■ PROVIDED PASSAGE:
[Start of Attachment]

This cast both then and now have a script, the Scripture, our lines, His inerrant Word to learn, pray, speak and live. The problem is when we are always adlibbing our own lines, thinking we know what the playwright really wanted to say and it’s look at me I’m pretty good.  “Oh, I want my part to really be moving” and we act out of character.  We should know our lines, and the Lord’s lines are good.  Man does not like the Playwright’s Script and rewrites it, but once that is done, it is no longer the real play and the Script-ure  is nothing to play around with.  When man starts rewriting the Bible, like Joseph Smith, Mohammed and liberal/progressive Christianity,  the result will always be a water downed version with lines that might be tough but will always be showing how holy we are. It’s called being a Pharisee, a hypocrite.  The Lord, blessed be His Name has given us His real lines for real people that eventually by faith through His grace we cherish in our hearts and souls and minds to live them in real living. When an actor auditions and does well he will receive a call back.  Now we receive callbacks from time to time, not when we have done well, but  we are called back when we have done not done well at all: flubbed our lines, tried to hog the stage, talked about others in the cast.  The Lord calls us back in true repentance, by His Law, the script that is totally demanding, to confess our bad acting and be forgiven by His grace alone.

[End of Attachment]

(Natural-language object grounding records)
[Start of Attachment]

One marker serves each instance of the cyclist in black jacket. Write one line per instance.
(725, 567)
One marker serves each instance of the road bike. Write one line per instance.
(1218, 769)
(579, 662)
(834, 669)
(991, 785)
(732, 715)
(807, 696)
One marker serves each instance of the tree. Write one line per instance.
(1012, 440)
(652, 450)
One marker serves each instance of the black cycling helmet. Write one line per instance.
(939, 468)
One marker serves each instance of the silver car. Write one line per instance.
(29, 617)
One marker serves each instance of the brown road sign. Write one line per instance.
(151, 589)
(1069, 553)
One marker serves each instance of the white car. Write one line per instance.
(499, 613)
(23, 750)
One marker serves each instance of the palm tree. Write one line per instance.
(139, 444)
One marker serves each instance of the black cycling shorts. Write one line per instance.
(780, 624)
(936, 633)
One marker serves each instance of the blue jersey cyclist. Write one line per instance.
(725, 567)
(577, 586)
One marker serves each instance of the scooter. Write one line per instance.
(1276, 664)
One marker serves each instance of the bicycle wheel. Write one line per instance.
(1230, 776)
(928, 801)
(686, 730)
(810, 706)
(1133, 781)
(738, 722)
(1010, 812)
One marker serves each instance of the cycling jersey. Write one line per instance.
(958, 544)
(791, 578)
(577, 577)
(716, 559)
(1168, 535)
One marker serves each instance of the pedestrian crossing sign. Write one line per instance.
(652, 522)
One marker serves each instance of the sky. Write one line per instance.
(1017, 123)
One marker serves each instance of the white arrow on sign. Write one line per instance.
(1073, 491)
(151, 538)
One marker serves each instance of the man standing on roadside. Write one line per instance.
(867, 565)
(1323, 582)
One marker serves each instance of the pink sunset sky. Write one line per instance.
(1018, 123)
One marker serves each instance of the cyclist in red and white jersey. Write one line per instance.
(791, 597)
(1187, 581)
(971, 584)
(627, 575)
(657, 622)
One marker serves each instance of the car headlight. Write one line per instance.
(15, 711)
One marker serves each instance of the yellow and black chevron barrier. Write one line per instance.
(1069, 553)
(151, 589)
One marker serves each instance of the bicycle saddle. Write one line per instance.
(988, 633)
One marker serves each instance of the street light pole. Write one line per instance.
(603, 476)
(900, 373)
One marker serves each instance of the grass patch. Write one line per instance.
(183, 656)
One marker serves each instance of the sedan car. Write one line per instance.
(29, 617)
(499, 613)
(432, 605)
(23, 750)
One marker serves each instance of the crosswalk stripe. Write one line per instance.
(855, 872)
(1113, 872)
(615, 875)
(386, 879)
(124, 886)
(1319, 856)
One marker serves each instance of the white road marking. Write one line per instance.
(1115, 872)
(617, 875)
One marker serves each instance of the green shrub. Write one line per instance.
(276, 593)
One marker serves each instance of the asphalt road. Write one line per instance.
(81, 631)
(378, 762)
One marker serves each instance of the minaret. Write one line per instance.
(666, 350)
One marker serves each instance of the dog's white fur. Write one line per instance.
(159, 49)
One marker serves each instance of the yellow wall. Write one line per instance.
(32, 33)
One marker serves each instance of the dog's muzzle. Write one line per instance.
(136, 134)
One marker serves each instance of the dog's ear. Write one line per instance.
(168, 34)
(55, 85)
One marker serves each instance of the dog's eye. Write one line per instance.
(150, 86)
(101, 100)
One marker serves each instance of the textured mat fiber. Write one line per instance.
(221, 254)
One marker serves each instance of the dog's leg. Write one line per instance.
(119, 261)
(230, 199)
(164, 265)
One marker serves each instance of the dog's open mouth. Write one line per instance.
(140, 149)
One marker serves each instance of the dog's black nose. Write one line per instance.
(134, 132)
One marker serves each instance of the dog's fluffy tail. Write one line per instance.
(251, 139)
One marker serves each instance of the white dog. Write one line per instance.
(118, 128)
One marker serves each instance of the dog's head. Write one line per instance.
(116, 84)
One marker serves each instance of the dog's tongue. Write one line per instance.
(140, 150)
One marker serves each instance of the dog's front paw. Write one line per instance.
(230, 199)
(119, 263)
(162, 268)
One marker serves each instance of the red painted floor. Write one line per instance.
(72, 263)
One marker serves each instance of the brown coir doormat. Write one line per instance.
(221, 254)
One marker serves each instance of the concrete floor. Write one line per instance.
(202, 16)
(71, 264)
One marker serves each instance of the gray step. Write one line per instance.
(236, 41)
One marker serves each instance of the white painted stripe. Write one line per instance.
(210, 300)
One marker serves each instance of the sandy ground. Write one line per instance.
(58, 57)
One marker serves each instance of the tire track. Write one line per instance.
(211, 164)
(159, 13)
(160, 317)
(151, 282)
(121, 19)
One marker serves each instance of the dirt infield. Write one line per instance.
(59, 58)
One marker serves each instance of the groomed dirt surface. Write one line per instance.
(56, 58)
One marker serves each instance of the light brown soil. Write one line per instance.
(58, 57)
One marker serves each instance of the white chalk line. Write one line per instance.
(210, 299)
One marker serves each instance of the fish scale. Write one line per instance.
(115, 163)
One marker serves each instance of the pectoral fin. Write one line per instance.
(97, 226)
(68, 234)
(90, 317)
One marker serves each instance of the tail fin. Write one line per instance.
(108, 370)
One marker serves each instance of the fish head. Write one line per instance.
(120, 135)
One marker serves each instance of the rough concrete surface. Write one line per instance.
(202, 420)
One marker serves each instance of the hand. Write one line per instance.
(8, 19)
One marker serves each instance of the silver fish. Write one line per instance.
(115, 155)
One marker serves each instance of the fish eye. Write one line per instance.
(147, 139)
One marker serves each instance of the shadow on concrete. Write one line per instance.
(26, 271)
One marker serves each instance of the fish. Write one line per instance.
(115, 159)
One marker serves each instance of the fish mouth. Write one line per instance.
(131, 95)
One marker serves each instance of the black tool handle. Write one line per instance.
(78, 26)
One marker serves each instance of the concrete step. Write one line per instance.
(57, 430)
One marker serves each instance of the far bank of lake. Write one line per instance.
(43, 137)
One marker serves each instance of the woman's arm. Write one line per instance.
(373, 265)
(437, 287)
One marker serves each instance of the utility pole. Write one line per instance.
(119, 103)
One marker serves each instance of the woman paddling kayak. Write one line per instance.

[End of Attachment]

■ ACTIVITY A: According to the passage comparing Scripture to a play's script, by what does the Lord call us back in true repentance?
■ ACTIVITY B: Pick up the passage comparing Scripture to a play's script from the point where it stops, and continue it in the same voice.

■ ANSWER SECTION A: He calls us back by His Law, the script that is totally demanding.

■ ANSWER SECTION B:
This past Friday, Pr. David Ongwaye messaged me on Facebook about how I was doing and I told him I was making Scripture cards to go along with the candy we passed out on Halloween at the Mission. He wrote, Trick or treating?  I don’t know what you’re talking about!  I explained Trick or Treating to our Kenyan brother.  He wrote back:

“It must be enjoyable and such (a) show of kindness should always be the fruit of our spirit as Christians. That is why we are unique people!” I responded:  “That’s a good thought! I never thought of trick or treating that way!” Pr. Ongwaye:  “What else can we say! How can we be known to be Christ’s disciples if we can’t show our love to our neighbours!”.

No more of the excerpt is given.